«Я с душевным возмущением видел страждущих различными болезнями, но с удивлением и внутренним удовольствием смотрел, с каким рачением и усердием ходят около сих несчастных», — писал Фонвизин после посещения «богоугодного заведения» в Лионе.
Возможно, лионская больница для бедных и заслуживала положительного отзыва, но аналогичное заведение в Париже не рекомендовалось посещать слабонервным людям. «Отель-Дье был в некотором роде похоронным бюро, — вспоминал современник. — На двух, трех, а то и четырех больных приходилась одна кровать. Я видел, как товарищи по несчастью сбросили одного из страдальцев прямо на пол, когда — а может быть, и прежде чем — он испустил дух». Людовик XVI, осмотрев эту больницу, вышел оттуда, заливаясь слезами, и с января 1780 года главный министр Неккер начал реформу богоугодных заведений, которые существовали в основном за счет пожертвований частных благотворителей и управлялись из рук вон плохо.
После Французской революции реформы в этой области продолжил прокурор коммуны Парижа Пьер Гаспар Шометт: в свое время он три года изучал медицину и стал фельдшером. Шометт инициировал множество мер в пользу неимущих, вдов, проституток (прежде их клеймили, брили наголо и сажали в тюрьму), сумасшедших (их тогда заковывали в цепи, держали голыми на каменном полу, лили на голову ледяную воду), запретил телесные наказания в школах, чем снискал определенную популярность.
Исследования в области психиатрии в то время находились в зачаточном состоянии, хотя очень многие заболевания, от которых безуспешно лечились представители высших классов, тратя немалые деньги на корыстных и несведущих докторов, были явно невротического происхождения. С другой стороны, велика была вера в «панацею» и целителей, обладающих высшим даром, что позволяло излечивать нервных больных. Прогресс науки способствовал появлению и распространению новых идей. Как минимум два десятилетия во второй половине XVIII века прошли под знаком «животного магнетизма».

Задания и упражнения:
**1)** Ответь на вопросы по тексту о богоугодных заведениях:
(а) В каком городе Фонвизин посетил богоугодное заведение?
(б) С какого месяца и года Неккер начал реформу богоугодных заведений?
(в) Сколько лет Шометт изучал медицину?
**2)** Извлеки из текста о богоугодных заведениях отрывок, который открывается словами «Возможно, лионская больница» и заканчивается словами «рук вон плохо.». Перепиши его без изменений.
**3)** Напиши, что идет дальше в тексте о богоугодных заведениях, начиная сразу после его последнего предложения.

Записи набора данных:
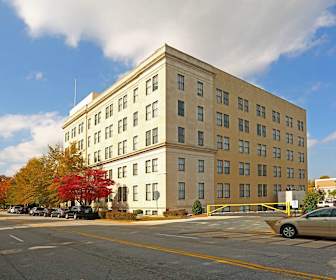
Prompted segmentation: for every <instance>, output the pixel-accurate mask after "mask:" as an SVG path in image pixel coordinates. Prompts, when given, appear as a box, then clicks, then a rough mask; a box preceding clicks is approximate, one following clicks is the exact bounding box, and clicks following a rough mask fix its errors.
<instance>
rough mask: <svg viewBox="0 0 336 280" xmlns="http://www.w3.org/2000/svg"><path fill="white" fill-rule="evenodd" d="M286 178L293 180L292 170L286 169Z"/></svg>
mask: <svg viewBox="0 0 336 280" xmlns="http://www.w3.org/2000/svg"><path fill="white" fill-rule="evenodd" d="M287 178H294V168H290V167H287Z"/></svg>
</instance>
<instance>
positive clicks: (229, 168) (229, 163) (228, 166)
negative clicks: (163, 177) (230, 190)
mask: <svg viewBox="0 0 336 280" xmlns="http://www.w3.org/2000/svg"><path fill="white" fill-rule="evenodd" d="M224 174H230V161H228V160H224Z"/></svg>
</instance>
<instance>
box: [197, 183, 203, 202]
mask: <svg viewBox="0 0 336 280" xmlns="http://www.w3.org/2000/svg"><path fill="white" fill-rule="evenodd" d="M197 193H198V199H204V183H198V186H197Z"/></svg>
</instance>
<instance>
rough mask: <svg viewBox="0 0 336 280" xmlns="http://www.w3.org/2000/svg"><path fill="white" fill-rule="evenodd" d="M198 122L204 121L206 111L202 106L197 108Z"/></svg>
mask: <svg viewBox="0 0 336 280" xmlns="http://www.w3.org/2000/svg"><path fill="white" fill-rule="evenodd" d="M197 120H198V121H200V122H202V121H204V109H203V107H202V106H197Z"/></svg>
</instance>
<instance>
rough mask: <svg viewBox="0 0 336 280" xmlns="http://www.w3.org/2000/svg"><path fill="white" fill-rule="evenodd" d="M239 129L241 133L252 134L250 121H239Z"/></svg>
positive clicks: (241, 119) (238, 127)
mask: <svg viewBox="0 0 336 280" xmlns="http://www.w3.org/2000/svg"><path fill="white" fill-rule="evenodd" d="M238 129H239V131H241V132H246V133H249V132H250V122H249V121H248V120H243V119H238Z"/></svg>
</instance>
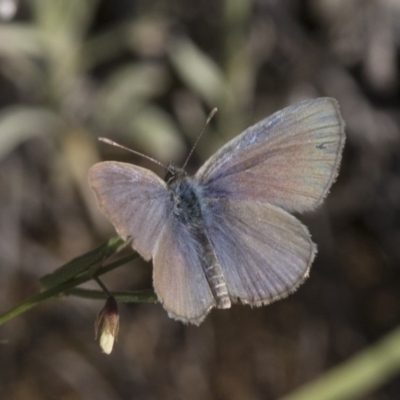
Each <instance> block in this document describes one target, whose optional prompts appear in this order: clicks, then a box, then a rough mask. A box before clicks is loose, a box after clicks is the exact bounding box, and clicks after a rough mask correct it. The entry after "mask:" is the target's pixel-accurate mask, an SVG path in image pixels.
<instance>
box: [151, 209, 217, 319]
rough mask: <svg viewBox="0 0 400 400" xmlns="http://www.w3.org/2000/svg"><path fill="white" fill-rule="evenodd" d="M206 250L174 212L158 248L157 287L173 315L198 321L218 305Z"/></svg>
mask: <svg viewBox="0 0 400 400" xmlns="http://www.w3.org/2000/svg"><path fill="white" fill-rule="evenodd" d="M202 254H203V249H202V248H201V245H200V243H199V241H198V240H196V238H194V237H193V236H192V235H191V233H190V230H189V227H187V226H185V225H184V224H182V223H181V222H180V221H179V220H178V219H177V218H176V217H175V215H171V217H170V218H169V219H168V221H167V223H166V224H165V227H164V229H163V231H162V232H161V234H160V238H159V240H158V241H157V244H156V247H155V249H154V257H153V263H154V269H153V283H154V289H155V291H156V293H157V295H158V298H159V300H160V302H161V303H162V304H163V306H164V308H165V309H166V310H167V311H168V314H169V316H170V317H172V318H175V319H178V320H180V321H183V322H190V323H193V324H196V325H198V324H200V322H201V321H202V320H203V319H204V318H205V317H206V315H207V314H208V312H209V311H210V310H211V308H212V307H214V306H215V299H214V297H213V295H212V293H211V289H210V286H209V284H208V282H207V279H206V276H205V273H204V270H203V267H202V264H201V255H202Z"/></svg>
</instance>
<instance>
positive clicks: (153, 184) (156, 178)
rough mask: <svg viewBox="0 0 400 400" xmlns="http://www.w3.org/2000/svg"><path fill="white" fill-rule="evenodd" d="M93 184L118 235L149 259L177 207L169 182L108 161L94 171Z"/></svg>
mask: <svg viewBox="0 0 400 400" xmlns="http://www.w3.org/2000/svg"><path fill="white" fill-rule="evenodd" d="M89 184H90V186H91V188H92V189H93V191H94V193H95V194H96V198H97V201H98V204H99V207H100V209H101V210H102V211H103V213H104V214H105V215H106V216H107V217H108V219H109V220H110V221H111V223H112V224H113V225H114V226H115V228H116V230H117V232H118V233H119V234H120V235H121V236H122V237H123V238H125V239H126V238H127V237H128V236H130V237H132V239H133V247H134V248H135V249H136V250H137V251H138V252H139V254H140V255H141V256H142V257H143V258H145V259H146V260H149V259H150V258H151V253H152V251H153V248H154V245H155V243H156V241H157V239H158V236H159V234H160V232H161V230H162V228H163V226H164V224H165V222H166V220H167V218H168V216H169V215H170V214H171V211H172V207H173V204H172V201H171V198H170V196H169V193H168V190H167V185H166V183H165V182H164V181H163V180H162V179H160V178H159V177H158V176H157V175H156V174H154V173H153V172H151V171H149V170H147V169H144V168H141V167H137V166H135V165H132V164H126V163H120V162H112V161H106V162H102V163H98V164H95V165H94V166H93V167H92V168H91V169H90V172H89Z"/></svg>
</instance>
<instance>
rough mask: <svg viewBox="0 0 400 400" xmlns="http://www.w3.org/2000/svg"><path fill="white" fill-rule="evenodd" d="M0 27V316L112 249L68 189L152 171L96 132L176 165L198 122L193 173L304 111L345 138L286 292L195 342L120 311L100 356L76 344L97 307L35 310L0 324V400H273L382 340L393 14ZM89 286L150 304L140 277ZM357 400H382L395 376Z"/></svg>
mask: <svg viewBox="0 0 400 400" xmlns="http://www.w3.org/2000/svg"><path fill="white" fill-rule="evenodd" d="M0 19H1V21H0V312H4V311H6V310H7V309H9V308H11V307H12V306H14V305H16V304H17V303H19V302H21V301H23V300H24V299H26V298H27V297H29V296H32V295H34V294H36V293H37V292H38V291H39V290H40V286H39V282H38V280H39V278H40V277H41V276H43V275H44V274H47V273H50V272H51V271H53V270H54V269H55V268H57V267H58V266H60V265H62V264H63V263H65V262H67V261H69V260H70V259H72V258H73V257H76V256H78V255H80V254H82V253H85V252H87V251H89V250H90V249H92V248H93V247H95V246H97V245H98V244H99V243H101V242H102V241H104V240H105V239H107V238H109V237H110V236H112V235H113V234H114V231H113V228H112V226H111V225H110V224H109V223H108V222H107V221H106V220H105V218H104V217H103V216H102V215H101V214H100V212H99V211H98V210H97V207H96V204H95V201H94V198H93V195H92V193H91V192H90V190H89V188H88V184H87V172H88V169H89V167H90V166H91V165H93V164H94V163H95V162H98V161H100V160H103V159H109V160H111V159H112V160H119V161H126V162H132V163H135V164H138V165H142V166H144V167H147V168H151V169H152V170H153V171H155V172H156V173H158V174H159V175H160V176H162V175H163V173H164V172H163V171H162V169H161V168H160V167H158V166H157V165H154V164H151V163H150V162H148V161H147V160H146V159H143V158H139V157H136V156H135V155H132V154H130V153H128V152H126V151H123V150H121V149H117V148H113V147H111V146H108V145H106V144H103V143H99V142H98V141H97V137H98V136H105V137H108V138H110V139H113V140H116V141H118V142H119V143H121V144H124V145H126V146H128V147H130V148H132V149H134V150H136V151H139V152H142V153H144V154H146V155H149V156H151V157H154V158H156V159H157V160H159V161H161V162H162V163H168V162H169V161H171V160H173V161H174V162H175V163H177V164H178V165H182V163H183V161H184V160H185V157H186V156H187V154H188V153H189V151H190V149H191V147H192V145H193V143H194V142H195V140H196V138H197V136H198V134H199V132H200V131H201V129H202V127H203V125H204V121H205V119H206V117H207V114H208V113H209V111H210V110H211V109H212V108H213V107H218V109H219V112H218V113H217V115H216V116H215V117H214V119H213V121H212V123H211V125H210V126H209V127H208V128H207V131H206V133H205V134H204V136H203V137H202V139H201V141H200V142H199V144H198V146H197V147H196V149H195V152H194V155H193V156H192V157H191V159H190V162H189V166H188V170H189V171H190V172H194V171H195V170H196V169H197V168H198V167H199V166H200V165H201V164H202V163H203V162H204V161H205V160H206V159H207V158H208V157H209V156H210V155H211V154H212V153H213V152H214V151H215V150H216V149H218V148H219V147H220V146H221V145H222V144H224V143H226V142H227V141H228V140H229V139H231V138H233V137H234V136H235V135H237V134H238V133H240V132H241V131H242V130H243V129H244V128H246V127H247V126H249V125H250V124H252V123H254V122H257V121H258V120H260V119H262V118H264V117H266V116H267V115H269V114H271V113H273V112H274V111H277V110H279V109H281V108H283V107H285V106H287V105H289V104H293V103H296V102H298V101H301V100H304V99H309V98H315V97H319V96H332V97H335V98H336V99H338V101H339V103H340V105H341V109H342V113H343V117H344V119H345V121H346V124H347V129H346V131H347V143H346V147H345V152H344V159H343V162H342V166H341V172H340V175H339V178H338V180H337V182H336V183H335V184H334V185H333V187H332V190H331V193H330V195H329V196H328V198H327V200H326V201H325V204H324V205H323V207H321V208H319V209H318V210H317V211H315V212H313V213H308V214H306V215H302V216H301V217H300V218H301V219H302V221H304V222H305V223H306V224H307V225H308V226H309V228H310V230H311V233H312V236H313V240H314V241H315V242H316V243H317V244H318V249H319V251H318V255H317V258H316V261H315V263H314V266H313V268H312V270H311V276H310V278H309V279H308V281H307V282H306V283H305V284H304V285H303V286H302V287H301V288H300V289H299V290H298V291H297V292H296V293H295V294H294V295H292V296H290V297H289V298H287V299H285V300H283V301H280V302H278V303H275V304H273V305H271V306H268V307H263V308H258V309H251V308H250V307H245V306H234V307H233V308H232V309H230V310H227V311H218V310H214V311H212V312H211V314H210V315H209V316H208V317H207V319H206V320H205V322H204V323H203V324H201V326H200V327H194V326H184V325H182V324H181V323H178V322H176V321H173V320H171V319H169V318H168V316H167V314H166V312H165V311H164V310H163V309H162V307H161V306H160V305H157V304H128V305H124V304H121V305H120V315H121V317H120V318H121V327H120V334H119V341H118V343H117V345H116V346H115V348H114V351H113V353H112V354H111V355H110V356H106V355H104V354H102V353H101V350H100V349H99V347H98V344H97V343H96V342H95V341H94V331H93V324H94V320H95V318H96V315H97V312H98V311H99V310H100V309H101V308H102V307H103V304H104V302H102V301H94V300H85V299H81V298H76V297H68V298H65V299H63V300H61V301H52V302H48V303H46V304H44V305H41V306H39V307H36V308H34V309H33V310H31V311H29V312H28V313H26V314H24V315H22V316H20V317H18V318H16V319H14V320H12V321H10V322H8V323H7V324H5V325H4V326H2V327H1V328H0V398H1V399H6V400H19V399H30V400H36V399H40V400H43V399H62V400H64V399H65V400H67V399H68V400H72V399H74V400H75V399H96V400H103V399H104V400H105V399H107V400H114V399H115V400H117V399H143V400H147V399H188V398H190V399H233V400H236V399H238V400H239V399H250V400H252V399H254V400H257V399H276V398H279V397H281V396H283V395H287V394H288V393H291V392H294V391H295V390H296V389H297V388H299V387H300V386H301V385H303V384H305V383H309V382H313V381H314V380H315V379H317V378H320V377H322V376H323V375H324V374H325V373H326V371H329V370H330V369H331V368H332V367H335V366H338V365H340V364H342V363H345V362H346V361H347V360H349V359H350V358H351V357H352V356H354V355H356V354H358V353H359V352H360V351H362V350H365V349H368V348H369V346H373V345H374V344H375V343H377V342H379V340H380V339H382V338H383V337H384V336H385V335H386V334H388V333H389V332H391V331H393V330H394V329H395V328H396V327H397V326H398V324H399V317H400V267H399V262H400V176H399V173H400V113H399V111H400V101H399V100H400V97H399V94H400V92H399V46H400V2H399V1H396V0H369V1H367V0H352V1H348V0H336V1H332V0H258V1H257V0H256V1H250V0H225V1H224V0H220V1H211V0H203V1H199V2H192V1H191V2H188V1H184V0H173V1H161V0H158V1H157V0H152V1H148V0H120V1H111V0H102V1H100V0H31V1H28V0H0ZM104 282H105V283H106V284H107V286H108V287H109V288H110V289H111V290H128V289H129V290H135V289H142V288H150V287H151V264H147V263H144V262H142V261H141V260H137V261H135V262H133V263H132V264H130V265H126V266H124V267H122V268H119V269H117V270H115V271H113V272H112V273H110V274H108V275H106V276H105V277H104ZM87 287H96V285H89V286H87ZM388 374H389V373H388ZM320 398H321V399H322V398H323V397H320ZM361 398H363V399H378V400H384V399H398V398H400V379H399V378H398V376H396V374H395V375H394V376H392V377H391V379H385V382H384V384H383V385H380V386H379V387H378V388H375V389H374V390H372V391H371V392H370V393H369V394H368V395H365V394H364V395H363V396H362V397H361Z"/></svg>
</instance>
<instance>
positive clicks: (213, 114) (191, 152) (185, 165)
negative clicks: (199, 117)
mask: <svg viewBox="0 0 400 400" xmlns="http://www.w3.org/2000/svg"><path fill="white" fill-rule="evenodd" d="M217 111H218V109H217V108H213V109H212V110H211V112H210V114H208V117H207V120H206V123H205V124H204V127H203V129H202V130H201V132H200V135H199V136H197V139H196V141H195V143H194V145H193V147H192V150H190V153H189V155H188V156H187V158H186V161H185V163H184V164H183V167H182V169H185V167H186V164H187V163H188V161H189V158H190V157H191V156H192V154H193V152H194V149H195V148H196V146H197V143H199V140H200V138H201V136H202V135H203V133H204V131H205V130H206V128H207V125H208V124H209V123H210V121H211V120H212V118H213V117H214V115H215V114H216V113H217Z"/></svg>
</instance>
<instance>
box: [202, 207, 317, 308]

Ответы к заданиям:
**1)**
(а) В Лионе.
(б) С января 1780 года.
(в) Три года.

**2)**
Возможно, лионская больница для бедных и заслуживала положительного отзыва, но аналогичное заведение в Париже не рекомендовалось посещать слабонервным людям. «Отель-Дье был в некотором роде похоронным бюро, — вспоминал современник. — На двух, трех, а то и четырех больных приходилась одна кровать. Я видел, как товарищи по несчастью сбросили одного из страдальцев прямо на пол, когда — а может быть, и прежде чем — он испустил дух». Людовик XVI, осмотрев эту больницу, вышел оттуда, заливаясь слезами, и с января 1780 года главный министр Неккер начал реформу богоугодных заведений, которые существовали в основном за счет пожертвований частных благотворителей и управлялись из рук вон плохо.

**3)**
Франц Антон Месмер (1734–1815), уроженец Ицнанга на Боденском озере, был всесторонне образованным человеком. Он окончил курс теологии в Ингольштадте и стал доктором философии. В Вене он сначала изучал право, а в 1766 году, уже являясь доктором двух наук, был удостоен степени доктора медицины. Кроме того, он выгодно женился и стал очень богатым человеком: его дом в Вене, на Загородной улице, был настоящим маленьким Версалем на Дунае. В большом просторном парке были разбросаны клумбы, его пересекали тенистые аллеи с античными статуями, в зелени прятались птичник, голубятня и садовый театр, где состоялась премьера оперы «Бастьен и Бастьенна» (отец и сын Моцарты были друзьями Месмера), а также круглый мраморный бассейн. Здесь собиралось высшее общество, чтобы услышать новые произведения Гайдна, Моцарта и Глюка в исполнении авторов. Сам хозяин играл на клавесине и виолончели, а также стеклянной гармонике[66].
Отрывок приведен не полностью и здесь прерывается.